YOUR OBJECTIVE: Would you please output the data exactly, omitting no line?

● ● ● ● ● ● ●

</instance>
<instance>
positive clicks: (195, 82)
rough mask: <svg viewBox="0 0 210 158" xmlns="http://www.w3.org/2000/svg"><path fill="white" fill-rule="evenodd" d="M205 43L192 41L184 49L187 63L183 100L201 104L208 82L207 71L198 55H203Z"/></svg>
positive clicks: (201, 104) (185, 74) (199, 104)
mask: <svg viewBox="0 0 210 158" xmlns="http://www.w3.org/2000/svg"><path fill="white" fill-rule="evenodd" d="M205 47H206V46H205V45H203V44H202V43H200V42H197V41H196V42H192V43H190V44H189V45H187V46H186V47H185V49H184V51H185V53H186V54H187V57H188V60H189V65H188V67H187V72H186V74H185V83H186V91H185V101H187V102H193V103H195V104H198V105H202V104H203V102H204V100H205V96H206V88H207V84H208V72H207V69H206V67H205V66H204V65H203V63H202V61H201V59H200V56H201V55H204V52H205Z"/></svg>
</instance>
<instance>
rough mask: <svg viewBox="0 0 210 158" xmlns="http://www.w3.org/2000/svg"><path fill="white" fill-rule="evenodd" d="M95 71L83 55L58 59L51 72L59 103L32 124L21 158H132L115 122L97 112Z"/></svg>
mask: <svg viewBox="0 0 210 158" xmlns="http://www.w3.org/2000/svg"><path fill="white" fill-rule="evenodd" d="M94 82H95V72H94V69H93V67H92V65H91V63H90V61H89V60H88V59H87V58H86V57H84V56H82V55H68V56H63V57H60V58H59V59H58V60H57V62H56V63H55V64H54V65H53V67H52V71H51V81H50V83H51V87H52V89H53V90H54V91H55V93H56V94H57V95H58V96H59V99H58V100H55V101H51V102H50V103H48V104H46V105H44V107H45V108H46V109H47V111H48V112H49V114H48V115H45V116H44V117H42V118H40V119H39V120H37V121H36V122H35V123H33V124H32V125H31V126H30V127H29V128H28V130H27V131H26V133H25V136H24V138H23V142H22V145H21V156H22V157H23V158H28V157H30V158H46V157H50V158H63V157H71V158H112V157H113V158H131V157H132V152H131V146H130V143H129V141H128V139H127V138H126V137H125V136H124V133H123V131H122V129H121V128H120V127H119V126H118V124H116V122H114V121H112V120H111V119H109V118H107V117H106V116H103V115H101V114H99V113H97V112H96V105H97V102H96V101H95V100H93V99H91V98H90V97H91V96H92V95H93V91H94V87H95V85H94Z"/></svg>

● ● ● ● ● ● ●

RESPONSE TO THIS EXERCISE:
</instance>
<instance>
positive clicks: (195, 82)
rough mask: <svg viewBox="0 0 210 158" xmlns="http://www.w3.org/2000/svg"><path fill="white" fill-rule="evenodd" d="M205 43L192 41L184 49L187 63L183 100L201 104L208 82L207 71L198 55H203Z"/></svg>
positive clicks: (201, 104) (185, 74) (199, 104)
mask: <svg viewBox="0 0 210 158" xmlns="http://www.w3.org/2000/svg"><path fill="white" fill-rule="evenodd" d="M205 47H206V46H205V45H203V44H202V43H200V42H197V41H196V42H192V43H190V44H189V45H187V46H186V47H185V49H184V51H185V53H186V54H187V57H188V60H189V65H188V67H187V72H186V74H185V83H186V91H185V101H187V102H193V103H195V104H198V105H202V104H203V102H204V100H205V96H206V88H207V84H208V72H207V69H206V67H205V66H204V65H203V63H202V61H201V59H200V56H201V55H204V52H205Z"/></svg>
</instance>
<instance>
rough mask: <svg viewBox="0 0 210 158" xmlns="http://www.w3.org/2000/svg"><path fill="white" fill-rule="evenodd" d="M95 71L83 55L58 59L51 72L59 103L32 124L21 158H132L115 122L97 112Z"/></svg>
mask: <svg viewBox="0 0 210 158" xmlns="http://www.w3.org/2000/svg"><path fill="white" fill-rule="evenodd" d="M94 82H95V72H94V69H93V67H92V65H91V63H90V61H89V60H88V59H87V58H86V57H84V56H82V55H68V56H63V57H60V58H59V59H58V60H57V62H56V63H55V64H54V65H53V67H52V71H51V81H50V83H51V87H52V89H53V90H54V91H55V93H56V94H57V95H58V96H59V99H58V100H55V101H51V102H50V103H48V104H46V105H44V107H45V108H46V109H47V111H48V112H49V114H48V115H45V116H44V117H42V118H40V119H39V120H37V121H36V122H35V123H33V124H32V125H31V126H30V127H29V128H28V130H27V131H26V133H25V136H24V138H23V142H22V145H21V156H22V157H23V158H28V157H30V158H46V157H50V158H63V157H71V158H112V157H113V158H131V157H132V152H131V146H130V143H129V141H128V139H127V138H126V137H125V136H124V133H123V131H122V129H121V128H120V127H119V126H118V124H116V122H114V121H112V120H111V119H109V118H107V117H106V116H103V115H101V114H99V113H97V112H96V105H97V102H96V101H95V100H93V99H91V98H90V97H91V96H92V95H93V91H94V87H95V85H94Z"/></svg>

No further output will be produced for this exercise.